■ Quoted text
+++++

For easy printing, download the RTO Capacity Markets and Their Impacts on Consumers and Public Power Issue Brief.
Regional transmission organizations (RTOs) created (and now operate) mandatory capacity markets to ensure long-term electric grid reliability. In practice, these complex, opaque mechanisms are not actual “markets.” They do not provide for true competition; they increase electricity costs to consumers, interfere with state and local generation resource decisions, and reward incumbent electric power generators with payments that exceed their actual costs. The American Public Power Association (APPA or Association) believes mandatory capacity markets should be abandoned as part of any reforms to wholesale markets or, at a minimum, be structured to ensure the ability of utilities to “self-supply” their reliability needs.
What Is a Capacity Market?
In most wholesale electricity markets, electric power generators are paid for providing:
- Energy — the actual electricity consumed by customers;
- Capacity — standing ready to provide a specified amount of electric energy;1 and
- Ancillary Services — a variety of operations needed to maintain grid stability and security, including frequency control, spinning reserves, and operating reserves. Ancillary services generally account for a very small portion of market revenue.
The amount of energy a utility needs varies depending on the level of consumption by its customers. The amount of capacity a utility needs is its estimated peak demand, plus a reserve margin. Peak demand generally occurs during the hottest and coldest times of the year. Payments for capacity generally are intended to help a power plant recover costs incurred in the construction, financing, and maintenance of the plant that may not be fully recovered through sales of energy and ancillary services.

+++++

■ Recorded data

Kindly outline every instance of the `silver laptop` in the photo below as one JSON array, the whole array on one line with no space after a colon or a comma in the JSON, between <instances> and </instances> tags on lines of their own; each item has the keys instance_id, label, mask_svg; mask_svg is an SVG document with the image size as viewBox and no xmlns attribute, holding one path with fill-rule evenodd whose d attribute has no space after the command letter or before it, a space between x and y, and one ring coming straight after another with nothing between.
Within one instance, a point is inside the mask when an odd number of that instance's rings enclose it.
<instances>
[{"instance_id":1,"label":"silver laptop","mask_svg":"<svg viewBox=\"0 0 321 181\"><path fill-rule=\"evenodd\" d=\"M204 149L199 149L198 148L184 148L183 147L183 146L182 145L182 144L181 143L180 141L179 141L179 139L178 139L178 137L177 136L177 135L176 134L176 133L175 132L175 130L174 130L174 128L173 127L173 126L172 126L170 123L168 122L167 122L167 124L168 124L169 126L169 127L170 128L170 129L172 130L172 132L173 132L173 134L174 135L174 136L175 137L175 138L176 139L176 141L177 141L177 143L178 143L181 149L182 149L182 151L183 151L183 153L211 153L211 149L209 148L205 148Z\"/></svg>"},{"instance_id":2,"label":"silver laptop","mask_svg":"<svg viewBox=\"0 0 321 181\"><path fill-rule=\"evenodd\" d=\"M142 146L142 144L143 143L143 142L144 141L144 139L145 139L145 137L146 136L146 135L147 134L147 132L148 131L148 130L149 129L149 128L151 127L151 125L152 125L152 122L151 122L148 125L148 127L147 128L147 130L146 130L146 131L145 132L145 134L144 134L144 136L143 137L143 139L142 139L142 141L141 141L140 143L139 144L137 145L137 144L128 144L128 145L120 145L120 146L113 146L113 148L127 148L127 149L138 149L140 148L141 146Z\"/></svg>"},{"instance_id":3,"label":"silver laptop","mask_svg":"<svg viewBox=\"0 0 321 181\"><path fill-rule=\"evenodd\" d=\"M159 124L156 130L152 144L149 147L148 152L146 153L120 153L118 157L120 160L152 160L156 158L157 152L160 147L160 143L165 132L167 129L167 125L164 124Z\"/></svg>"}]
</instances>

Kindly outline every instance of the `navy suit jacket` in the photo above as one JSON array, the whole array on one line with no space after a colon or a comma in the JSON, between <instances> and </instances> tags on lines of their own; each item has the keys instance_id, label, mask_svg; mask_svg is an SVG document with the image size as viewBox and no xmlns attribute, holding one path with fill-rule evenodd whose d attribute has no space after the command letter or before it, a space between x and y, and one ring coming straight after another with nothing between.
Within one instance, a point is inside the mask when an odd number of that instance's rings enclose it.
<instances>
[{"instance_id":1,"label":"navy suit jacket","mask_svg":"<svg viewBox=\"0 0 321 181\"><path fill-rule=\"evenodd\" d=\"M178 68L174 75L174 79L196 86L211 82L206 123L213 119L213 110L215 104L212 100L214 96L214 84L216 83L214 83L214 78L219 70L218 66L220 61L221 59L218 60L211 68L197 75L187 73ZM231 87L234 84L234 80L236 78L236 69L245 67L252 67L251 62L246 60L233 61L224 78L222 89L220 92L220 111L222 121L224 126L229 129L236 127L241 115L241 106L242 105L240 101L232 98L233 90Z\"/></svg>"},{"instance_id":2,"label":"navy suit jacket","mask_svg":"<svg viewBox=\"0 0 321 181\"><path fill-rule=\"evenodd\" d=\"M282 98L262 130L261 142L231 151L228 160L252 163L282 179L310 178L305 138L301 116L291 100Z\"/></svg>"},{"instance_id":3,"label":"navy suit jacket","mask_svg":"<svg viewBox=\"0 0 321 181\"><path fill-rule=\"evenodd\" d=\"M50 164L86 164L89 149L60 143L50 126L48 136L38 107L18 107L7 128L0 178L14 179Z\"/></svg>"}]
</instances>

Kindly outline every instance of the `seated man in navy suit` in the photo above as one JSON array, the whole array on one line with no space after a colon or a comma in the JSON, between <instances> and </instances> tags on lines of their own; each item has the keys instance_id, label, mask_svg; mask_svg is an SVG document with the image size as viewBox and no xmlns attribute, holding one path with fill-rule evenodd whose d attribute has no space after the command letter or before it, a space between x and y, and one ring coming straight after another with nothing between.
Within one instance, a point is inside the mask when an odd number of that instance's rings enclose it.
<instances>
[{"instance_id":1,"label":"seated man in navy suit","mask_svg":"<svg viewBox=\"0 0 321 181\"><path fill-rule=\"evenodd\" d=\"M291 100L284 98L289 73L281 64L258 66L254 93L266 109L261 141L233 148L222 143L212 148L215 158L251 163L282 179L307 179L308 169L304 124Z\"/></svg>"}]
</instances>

+++++

■ Exercise requirements
1) Answer these from the issue brief on capacity markets:
(a) What does the American Public Power Association believe should happen to mandatory capacity markets?
(b) When does peak demand generally occur?
(c) What amount of capacity does a utility need?
2) Translate this sentence from the issue brief on capacity markets into Spanish: "Peak demand generally occurs during the hottest and coldest times of the year."
3) Write what comes next in the issue brief on capacity markets, picking up after its last sentence.

■ Expected answers
1)
(a) They should be abandoned as part of any reforms to wholesale markets, or at a minimum be structured to ensure the ability of utilities to "self-supply" their reliability needs.
(b) During the hottest and coldest times of the year.
(c) Its estimated peak demand, plus a reserve margin.

2) La demanda máxima generalmente se produce durante las épocas más calurosas y más frías del año.

3)
Capacity can be purchased from days to years in advance. It can be secured through ownership of a generating unit or through a long-term bilateral contract with a third-party provider (collectively referred to as self-supply). It can also be secured through wholesale capacity markets operated by certain RTOs.2 Three RTOs—ISO New England (ISO-NE), New York ISO (NYISO), and PJM Interconnection (PJM)—operate mandatory capacity markets. In PJM and ISO-NE, capacity is procured through auctions held three years in advance of a one-year period when the capacity is needed. NYISO operates several capacity auctions. These auctions generally are for capacity needed closer to the time of the auction and generally for shorter periods of time. Midcontinent ISO (MISO) operates a voluntary capacity market for the sale of capacity several months in advance of the planning year.3 The U.S.’s three other RTOs—Southwest Power Pool, Electric Reliability Council of Texas, and California ISO—do not operate capacity markets.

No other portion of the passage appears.